Rewrite every line below, from the line containing "Where can the white" through the line containing "<point>172,180</point>", and raise each coordinate in the answer points by 96. Keep the lines that give no answer, and leave the sample point in each line's wording unchanged.

____________________

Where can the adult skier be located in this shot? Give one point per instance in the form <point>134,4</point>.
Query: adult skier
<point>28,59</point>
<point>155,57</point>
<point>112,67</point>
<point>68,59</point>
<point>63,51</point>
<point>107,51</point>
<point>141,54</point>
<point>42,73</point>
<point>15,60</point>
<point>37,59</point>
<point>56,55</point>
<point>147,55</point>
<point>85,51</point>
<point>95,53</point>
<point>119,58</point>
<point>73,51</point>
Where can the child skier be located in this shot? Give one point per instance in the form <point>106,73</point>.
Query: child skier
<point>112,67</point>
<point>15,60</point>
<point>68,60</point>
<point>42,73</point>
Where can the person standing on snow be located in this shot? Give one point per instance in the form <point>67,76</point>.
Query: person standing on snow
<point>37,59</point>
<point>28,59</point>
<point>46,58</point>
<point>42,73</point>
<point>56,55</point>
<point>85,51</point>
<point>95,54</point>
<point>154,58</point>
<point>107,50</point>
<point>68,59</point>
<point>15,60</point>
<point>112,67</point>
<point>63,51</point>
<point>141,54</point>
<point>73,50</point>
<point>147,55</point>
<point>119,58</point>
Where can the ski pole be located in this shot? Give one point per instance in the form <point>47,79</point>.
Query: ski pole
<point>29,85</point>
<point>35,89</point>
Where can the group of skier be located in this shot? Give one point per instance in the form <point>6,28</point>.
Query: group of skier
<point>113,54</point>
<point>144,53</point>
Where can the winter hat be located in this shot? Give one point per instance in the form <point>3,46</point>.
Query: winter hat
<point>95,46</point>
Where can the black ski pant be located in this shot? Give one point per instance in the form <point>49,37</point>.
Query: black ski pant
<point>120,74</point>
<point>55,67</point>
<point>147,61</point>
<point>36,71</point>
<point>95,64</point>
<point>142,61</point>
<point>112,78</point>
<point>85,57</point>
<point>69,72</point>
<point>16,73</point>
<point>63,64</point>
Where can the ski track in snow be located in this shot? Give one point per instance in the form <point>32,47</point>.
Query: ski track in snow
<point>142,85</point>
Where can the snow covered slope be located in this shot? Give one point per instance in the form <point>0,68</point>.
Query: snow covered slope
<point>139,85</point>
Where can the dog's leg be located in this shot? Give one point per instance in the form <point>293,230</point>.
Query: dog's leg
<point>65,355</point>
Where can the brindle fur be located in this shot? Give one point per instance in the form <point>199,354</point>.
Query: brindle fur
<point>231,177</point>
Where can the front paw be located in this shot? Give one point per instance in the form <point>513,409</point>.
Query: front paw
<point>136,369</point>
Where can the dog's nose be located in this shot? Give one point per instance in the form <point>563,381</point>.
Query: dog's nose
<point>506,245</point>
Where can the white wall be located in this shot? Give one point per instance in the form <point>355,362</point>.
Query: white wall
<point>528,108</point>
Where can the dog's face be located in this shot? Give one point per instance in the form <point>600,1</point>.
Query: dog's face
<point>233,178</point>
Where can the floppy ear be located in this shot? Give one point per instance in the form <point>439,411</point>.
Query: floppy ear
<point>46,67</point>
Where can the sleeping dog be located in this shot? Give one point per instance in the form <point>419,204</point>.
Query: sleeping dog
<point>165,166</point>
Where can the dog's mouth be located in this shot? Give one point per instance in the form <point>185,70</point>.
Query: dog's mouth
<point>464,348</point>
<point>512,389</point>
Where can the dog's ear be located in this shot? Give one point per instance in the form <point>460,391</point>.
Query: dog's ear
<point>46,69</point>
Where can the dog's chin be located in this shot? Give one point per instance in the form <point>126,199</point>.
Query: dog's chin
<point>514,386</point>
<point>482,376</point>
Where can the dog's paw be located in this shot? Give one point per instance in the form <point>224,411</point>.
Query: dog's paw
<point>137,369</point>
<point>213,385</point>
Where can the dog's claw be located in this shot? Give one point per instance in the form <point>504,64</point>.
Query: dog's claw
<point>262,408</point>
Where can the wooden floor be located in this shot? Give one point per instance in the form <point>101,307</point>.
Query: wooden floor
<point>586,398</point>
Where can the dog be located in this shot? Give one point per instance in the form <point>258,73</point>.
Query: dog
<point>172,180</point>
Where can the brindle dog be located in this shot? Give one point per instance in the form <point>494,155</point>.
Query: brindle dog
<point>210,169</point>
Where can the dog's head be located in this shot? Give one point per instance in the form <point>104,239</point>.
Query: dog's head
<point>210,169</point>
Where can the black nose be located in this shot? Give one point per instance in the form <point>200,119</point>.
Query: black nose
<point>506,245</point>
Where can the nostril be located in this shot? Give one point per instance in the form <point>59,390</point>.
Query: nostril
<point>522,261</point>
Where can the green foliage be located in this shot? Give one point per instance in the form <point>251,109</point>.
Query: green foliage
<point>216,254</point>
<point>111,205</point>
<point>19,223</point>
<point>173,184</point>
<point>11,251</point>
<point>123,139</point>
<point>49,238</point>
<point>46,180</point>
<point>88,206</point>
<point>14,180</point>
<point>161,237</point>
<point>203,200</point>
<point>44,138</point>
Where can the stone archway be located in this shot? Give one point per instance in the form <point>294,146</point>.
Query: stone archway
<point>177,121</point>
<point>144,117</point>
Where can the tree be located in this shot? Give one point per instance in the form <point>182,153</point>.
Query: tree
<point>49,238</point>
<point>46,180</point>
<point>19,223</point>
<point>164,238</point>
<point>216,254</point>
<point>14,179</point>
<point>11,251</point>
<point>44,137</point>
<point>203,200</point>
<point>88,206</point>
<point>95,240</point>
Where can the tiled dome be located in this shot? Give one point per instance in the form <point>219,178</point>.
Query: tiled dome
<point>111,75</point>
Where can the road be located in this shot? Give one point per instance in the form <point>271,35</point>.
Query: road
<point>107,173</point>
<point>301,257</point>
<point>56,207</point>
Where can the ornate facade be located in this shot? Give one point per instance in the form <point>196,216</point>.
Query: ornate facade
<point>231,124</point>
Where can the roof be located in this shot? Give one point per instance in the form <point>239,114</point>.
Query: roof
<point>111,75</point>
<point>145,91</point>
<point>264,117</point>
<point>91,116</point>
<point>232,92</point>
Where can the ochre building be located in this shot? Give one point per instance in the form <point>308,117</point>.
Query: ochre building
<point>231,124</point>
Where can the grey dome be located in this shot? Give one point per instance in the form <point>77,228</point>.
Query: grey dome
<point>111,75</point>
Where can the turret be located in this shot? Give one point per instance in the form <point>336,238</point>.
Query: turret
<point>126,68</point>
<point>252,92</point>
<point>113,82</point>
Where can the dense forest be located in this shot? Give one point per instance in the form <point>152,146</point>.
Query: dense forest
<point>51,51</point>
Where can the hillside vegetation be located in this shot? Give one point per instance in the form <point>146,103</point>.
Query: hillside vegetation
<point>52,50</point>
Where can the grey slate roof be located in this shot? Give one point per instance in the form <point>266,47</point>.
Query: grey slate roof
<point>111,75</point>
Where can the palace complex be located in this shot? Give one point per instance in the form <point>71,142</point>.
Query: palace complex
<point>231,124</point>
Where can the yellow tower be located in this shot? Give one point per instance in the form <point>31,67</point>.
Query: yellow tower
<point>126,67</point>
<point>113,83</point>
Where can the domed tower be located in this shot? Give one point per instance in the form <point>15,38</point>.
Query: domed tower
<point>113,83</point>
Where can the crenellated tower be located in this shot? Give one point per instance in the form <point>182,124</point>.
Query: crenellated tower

____________________

# Response for this exercise
Where can the white wall be located in this shot? Give one point per instance in the form <point>355,362</point>.
Query: white wall
<point>624,204</point>
Where can the dog's face be located in this shot? Give one point per instance in the form <point>600,1</point>.
Query: dog's face
<point>329,274</point>
Where can the floppy ear be located in this shot? Give one point per instance in the form <point>439,411</point>.
Query: floppy ear
<point>142,163</point>
Where can the sleeping dog be located in this shot? Give one point per instance in the form <point>419,204</point>.
Query: sleeping dog
<point>261,262</point>
Where can the dog's mouth be located in this shot? Give one point per instance in the form <point>185,70</point>.
Query: dog's mouth
<point>560,444</point>
<point>608,485</point>
Where can the dog's ear be located in this shot? Give one point per instance in the form <point>460,391</point>.
Query: dog's ear
<point>142,165</point>
Where can the dog's chin be located in this shot? Give one point per instance in the form <point>126,199</point>.
Query: dog's chin
<point>610,482</point>
<point>578,472</point>
Where can the dog's paw be located in this shot? Give one point per instance in the form <point>224,411</point>.
Query: dog's paw
<point>233,465</point>
<point>309,481</point>
Where can the dog's claw be located in this shot? Give one point per instance in the form <point>504,64</point>.
Query: dog's claw
<point>358,504</point>
Where can the wooden floor be located in this shot? Give one point per instance in the form <point>101,307</point>.
Query: wooden floor
<point>682,494</point>
Where can the dog be located in this shot? Give one point per instance in the form <point>258,73</point>.
Query: dog
<point>268,276</point>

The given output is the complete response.